» **Assignment**:
Restate every entry verbatim; drop the pictures.

» **Excerpted data**:

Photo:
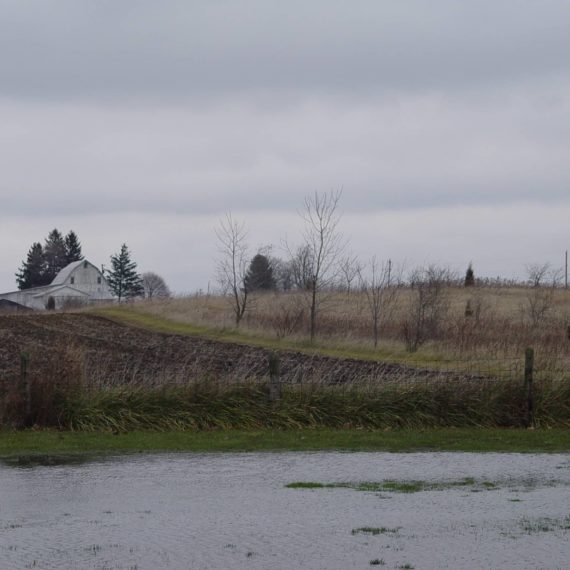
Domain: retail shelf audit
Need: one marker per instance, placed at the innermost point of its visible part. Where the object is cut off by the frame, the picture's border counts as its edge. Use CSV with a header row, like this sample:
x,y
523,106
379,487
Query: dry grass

» **Written response**:
Photo:
Domain: retail shelf audit
Need: one marker per instance, placed at the innermost point of its visible part. Where the object is cut off by the frame, the picture's border counts as its edge. Use CSV with a header row, like this sample:
x,y
523,106
379,487
Query: dry grass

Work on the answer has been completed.